>> start

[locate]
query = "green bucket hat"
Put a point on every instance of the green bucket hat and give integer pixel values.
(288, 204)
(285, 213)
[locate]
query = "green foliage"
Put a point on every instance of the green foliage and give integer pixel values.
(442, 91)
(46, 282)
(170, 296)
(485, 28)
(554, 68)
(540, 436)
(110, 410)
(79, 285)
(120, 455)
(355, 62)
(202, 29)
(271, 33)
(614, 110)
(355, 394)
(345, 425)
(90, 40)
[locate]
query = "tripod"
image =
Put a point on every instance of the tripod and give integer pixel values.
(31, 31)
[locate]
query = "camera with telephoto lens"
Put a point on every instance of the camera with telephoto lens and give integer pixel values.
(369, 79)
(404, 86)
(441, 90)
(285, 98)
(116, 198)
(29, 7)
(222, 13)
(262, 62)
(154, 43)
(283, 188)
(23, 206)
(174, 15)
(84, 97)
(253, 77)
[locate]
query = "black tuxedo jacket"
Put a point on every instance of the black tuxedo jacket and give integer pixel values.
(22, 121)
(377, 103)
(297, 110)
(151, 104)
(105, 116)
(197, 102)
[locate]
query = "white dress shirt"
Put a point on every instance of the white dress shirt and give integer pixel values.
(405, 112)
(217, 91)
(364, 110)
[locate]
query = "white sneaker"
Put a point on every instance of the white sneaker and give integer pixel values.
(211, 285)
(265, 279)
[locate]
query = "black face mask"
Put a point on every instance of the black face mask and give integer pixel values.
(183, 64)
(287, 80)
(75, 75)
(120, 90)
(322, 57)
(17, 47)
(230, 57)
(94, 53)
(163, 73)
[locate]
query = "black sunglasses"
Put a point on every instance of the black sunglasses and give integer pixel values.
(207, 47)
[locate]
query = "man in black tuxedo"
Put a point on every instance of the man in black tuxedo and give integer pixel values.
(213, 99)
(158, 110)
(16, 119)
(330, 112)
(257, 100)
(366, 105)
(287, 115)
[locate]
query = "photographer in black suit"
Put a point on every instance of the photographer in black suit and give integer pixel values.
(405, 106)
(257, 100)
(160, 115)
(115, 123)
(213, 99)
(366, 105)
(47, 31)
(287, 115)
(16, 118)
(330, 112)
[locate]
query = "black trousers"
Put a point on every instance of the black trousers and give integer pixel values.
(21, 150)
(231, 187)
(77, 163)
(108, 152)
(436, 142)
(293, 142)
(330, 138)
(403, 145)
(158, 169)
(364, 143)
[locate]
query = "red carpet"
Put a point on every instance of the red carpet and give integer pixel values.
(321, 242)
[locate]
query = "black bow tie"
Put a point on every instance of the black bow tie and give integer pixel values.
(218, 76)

>> end

» Exercise prompt:
Count the lines in the rows above that contain the word "photographer", and reply with the number alone.

» Response to this exercise:
2